It's been a full couple of months since Altona's new Emergency Coordinator came on the job. 

Retired police chief, Perry Batchelor, took over the role in September after Town Council opted to return to having a local person in the position. The Town had contracted an outside agency to look after the duties for the last number of years. Being local, noted Batchelor, is a benefit.

"If you think about the Spring flood, the Municipal Emergency Coordinator at the time had to come out of Winnipeg. Fortunately, Highway 75 wasn't closed at that point so they could get down here. If it was an ice storm or some other disaster that makes it very difficult for them to come out, having local on the ground is obviously preferred," he explained, noting the performance of the coordinator from the outside agency was outstanding. 

While having a local person serve as Emergency Coordinator may be preferred, it isn't always a possibility for municipalities. Batchelor explains, the training and experience requirements make it difficult. As a result, part of his plan while in the role is to develop a succession plan.

Meantime, Batchelor has been involved in training through the Manitoba Association of Municipal Emergency Coordinators (MAMEC), supplementing the experience he's gleaned from his years with the Canadian Armed Forces and in law enforcement. That training will continue into 2023, and Batchelor will also be attending a series of conferences. 

Working alongside the local emergency response control group, which consists of the Town's fire and police chiefs, Public Works Manager, Chief Finance Officer, Chief Administrative Officer and Public Information Officer, Batchelor has also been updating an emergency plan and budget that is approved annually by Council.

=== DATA SHOWN ===
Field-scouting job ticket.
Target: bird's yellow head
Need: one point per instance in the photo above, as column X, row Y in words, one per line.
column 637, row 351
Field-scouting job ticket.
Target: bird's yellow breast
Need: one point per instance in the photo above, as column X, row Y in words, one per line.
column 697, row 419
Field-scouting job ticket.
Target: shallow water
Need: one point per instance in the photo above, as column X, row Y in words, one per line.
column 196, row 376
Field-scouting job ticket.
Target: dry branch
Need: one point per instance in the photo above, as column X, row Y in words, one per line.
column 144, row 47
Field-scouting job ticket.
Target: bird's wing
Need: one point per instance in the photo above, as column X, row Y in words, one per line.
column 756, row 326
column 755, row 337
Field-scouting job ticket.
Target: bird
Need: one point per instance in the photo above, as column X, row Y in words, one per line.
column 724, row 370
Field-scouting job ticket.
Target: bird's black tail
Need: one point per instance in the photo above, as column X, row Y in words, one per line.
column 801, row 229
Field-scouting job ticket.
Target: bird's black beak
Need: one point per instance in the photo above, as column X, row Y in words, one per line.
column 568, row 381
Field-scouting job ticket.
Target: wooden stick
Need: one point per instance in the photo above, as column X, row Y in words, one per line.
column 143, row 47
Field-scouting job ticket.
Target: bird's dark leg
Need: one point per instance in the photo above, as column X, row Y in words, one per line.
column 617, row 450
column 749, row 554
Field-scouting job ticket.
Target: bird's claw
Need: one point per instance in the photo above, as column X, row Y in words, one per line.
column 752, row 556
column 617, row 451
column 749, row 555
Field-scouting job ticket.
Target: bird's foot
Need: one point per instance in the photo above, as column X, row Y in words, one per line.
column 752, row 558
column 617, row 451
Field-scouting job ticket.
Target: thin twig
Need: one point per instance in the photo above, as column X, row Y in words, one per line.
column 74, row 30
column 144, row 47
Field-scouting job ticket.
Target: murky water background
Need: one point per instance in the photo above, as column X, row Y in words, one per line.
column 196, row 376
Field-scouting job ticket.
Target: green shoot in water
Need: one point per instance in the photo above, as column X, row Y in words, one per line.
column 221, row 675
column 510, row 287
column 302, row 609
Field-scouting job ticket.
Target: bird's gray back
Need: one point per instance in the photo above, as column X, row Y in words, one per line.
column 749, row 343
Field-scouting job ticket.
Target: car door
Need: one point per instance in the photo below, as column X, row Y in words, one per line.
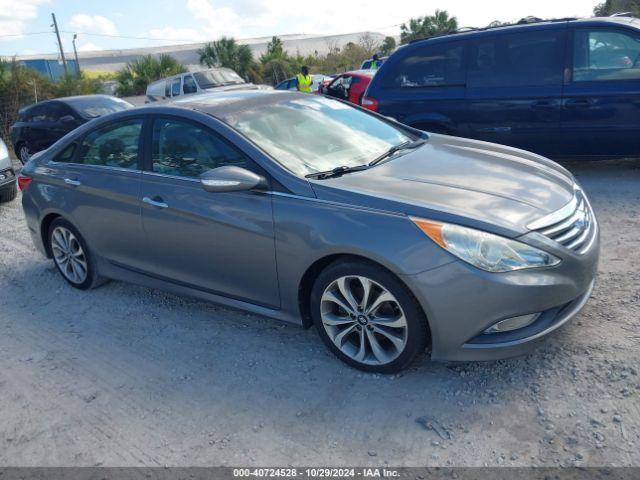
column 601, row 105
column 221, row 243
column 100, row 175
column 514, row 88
---
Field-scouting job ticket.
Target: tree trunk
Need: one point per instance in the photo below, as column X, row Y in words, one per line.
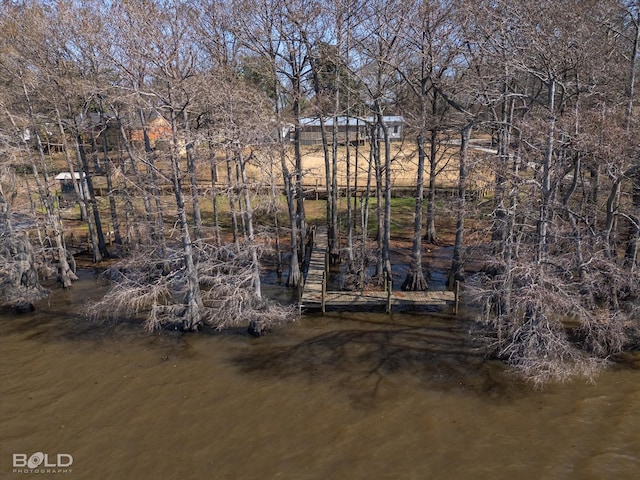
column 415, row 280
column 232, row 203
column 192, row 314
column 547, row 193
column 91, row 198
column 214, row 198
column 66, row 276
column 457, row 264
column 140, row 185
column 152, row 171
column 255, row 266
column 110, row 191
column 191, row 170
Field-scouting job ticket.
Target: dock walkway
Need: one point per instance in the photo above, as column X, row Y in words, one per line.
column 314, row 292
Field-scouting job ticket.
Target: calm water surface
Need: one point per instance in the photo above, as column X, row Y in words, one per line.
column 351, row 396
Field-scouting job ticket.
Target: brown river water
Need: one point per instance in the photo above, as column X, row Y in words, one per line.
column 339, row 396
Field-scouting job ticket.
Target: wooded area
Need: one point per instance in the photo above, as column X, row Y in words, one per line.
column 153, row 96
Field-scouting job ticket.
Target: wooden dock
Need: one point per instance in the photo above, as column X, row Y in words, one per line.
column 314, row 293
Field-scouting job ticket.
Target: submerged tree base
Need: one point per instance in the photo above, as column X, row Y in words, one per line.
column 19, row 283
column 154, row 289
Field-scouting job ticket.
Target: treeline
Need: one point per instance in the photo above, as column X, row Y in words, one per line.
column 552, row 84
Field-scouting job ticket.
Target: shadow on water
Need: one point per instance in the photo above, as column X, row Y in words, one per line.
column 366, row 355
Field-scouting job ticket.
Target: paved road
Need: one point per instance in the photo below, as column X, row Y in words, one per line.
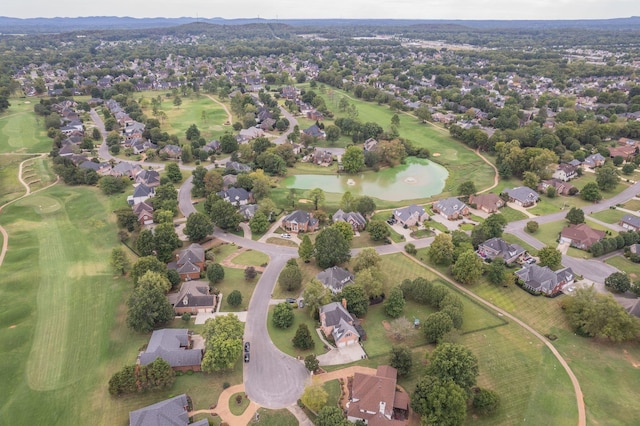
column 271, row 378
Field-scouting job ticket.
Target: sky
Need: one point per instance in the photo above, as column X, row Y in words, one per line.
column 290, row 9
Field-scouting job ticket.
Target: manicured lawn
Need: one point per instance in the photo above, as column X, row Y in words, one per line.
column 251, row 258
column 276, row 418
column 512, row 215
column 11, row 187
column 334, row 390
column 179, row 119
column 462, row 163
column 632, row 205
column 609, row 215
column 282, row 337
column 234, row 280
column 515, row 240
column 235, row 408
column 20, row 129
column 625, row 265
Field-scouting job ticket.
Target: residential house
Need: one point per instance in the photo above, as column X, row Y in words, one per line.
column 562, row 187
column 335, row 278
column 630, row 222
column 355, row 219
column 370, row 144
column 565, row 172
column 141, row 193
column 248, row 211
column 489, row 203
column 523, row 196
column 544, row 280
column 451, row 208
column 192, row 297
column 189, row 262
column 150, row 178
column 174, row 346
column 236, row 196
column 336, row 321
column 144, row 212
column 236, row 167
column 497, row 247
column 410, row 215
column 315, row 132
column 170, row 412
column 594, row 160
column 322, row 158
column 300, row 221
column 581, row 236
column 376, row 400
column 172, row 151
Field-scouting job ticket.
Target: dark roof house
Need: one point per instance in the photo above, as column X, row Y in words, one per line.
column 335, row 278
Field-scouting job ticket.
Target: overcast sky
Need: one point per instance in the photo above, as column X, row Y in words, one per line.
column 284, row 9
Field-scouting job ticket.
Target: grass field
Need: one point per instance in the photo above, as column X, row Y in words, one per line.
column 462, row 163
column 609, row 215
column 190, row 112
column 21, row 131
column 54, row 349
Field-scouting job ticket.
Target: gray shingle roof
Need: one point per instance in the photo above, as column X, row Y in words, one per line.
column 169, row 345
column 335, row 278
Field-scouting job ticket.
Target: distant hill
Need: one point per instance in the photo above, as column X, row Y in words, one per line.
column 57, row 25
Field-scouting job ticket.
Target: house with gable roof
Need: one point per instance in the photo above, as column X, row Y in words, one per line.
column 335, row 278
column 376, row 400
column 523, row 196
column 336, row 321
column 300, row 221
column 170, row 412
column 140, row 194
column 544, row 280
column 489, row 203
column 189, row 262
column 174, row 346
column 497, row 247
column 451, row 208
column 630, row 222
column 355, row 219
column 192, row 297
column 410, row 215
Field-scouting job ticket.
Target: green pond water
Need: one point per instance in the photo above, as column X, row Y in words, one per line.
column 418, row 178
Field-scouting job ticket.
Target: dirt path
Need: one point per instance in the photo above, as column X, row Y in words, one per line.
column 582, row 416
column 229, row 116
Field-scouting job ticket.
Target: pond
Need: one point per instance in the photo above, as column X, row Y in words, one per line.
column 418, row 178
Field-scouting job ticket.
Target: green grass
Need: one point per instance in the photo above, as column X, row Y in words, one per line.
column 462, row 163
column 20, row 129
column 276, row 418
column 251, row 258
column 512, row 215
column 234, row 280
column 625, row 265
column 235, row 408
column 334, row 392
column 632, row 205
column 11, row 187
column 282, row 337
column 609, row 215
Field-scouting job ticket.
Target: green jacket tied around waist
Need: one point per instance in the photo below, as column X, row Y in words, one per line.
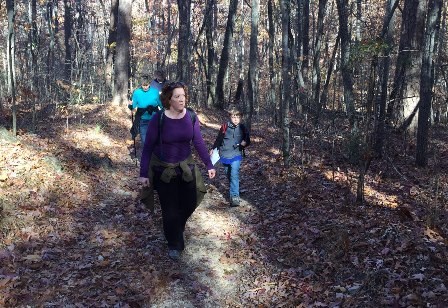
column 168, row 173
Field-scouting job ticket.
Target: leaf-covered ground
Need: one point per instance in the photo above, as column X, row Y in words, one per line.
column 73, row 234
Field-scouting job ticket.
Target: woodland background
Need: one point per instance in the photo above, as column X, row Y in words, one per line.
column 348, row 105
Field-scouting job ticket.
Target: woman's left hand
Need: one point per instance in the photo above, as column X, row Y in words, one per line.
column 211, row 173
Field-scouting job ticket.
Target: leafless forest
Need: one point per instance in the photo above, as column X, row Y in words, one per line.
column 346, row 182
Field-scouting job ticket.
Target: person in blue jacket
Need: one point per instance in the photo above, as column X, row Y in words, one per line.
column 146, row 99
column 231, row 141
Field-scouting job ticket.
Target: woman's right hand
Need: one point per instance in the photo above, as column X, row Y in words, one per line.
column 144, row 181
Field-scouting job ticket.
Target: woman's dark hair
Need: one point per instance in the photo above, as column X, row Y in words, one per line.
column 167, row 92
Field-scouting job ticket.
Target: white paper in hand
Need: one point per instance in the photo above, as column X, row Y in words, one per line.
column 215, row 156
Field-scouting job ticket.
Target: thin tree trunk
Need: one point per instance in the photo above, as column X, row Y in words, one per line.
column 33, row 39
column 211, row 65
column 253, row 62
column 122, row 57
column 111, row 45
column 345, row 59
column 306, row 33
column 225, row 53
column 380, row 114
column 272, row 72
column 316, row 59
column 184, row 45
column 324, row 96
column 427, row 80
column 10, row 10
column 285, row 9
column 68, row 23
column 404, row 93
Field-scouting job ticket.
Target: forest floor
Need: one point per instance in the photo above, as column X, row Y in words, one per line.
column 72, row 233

=== TASK DIRECTIONS ===
Answer the following from the article on Altona's Emergency Coordinator.
(a) In which month did Perry Batchelor take over the role?
(b) Through which association has he been receiving training?
(c) Which highway was still open when the coordinator came from Winnipeg during the Spring flood?

=== COMPLETED EXERCISE ===
(a) September
(b) The Manitoba Association of Municipal Emergency Coordinators (MAMEC)
(c) Highway 75